### Task A
Return each line of the entries below that contains the string "field", matching case exactly.
··········
Not trying to start anything either but my experiments reached a different conclusion! I could go on about it but found one of my old post that pretty much covers it!



Me said:


> This is my take on this:
> 
> -If any intake feed mod (cai, wai or just a shield) is not showing a change at your IAT sensor, after it's been heated then cooled by whatever heat exchanger you have, then it's pointless.
> 
> ...


----------



## Gulfstream (Jul 28, 2010)

Marcus_Aurelius said:


> Not trying to start anything either but my experiments reached a different conclusion! I could go on about it but found one of my old post that pretty much covers it!


Look at it this way... 

One gallon of cold air is heavier than one gallon hot air, it has more mass. I think we can all agree on that. Now there is more energy inside that cold gallon than the hot gallon as there is more oxygen in dense air. Lets hook up a compressor to each gallon and see which gallon provides most energy.... I mean I'm not sure how I can simplify this anymore... Cold is good and hot is baaad, m-kay? 

Not saying your dyno test, which does in no way represent a moving car on a track, is bull... but I am saying I do not agree with your findings. 

Ask ppl in FL. How is their turbo car on a 100F summerday compared to a 50F winterday. According to your statement it should make no difference, right? Yes, I know IC is more efficient when its cold and there are several variables to consider. One of those variables is the pre compressor temperature.


----------



## babarber (Nov 3, 2008)

imo the increase in airflow will yeild better results, but why suck in hot air to get better airflow.
why not get the best of both worlds with evoms vflow or 42dd tt intake.
another possibility is getting a velocity stack and fabbing your own heatsheild. 
i hate these flow vs cold arguments because i am unwilling to settle for one or the other


----------



## GolfCL Smooth (Jul 9, 2006)

Good to see this thread back up. A lot of the cool tech that used to live on this forum has been glossed over by the new vortex crowd. I think Steve's intake is worth throwing back into the mix. It doesn't get enough love from the non-TT 1.8T guys.

The VTDA is like the Carbon Dynamic Airbox (among others) but I like the improvements he's made over the original designs:

http://www.modshack.info/vtda.htm

I think it's the REAL best of both worlds compared to the Evoms or 42DD, especially if you don't want to live with the fully exposed intake noise every day on your commute. Plus it's always nice to support the little guys :thumbup:


----------



## Marcus_Aurelius (Mar 1, 2012)
··········
### Task B
Pick up the forum thread on intake air temperature at the point where it ends, and extend it with the next post.

### Raw records
··········
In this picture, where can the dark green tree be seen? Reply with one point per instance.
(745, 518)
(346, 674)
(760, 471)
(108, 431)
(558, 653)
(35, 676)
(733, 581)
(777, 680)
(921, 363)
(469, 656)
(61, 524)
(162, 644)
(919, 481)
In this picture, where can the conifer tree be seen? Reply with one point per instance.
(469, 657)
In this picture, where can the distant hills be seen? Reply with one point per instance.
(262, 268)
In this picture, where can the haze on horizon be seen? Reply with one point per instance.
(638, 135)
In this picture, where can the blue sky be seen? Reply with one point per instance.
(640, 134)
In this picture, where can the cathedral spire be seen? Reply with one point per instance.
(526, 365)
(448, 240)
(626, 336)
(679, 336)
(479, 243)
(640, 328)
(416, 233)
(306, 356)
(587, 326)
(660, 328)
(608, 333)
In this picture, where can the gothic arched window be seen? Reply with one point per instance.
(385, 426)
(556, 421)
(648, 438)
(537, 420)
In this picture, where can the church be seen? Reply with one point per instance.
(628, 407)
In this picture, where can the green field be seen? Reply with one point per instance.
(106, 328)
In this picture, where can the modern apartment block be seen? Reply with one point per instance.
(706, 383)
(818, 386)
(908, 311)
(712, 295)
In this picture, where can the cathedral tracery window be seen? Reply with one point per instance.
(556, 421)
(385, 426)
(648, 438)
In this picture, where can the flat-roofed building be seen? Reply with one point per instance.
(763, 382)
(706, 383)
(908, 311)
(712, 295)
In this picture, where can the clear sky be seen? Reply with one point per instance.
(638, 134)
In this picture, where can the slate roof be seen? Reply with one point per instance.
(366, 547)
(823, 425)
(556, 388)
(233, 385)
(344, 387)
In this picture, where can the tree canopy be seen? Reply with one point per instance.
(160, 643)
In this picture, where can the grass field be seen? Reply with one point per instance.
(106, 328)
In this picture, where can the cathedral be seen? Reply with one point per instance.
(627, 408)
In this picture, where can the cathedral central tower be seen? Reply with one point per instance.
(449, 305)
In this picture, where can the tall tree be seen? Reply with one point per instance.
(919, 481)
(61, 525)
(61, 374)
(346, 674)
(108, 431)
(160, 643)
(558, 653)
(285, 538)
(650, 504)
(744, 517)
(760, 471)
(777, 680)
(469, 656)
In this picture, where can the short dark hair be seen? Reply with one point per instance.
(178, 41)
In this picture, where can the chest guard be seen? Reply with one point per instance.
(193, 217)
··········
### Exercise response A
In this picture, where can the green field be seen? Reply with one point per instance.
In this picture, where can the grass field be seen? Reply with one point per instance.

### Exercise response B
Gulfstream said:


> Look at it this way...
> 
> One gallon of cold air is heavier than one gallon hot air, it has more mass. I think we can all agree on that. Now there is more energy inside that cold gallon than the hot gallon as there is more oxygen in dense air. Lets hook up a compressor to each gallon and see which gallon provides most energy.... I mean I'm not sure how I can simplify this anymore... Cold is good and hot is baaad, m-kay?
> 
> ...


When I went into my experimentation, it was with a heavy bias in favor of having an insulated/shielded filter with cold fresh feed (I wouldn't have gone through the trouble of building one if I didn't believe in the theory behind it). However, I would be a total fool to ignore the results I gathered in practice despite what any theory may suggest. What the real life result told, for me and my car, was that I would be better off chasing flow vs turbo inlet temperature because none of it showed at the IAT sensor after it was compressed/heated then intercooled.

BTW the results were not skewed by dyno conditions, I tested by swapping back to back to back at the track, where all my efforts are geared towards! I then looked at logged peak and average MAF and IAT all day. I even went as far as repeating the test without water injection to confirm the findings. If lower turbo inlet temperature is not showing at the IAT sensor in my racing environment, it is hard for me to chase what makes sense on paper.

Maybe there are things that I'm missing that you can point me towards and I am honestly all ears (as long as it will show results where it counts and help me go faster)! :beer:


----------



## Cryser (Sep 9, 2009)

I'm gonna have to go with Marcus on this one. I did build a heat shield for my intake filter at once point and found on the road less MAF then without the heat shield and the IAT's were the same. NOW IAT's aren't the only factor in this, my current pre compressor water set up and activation point doesn't really register on the IAT but you can feel the difference between it on and it off as well as see the increase in airflow from the MAF at peak RPM and under the curve especially after peak torque is achieved. I didn't have a cold air feed but I am planning on making one soon if I get it together before the BT engine goes in I'll replay with results but it isn't high on my list.


----------



## Marcus_Aurelius (Mar 1, 2012)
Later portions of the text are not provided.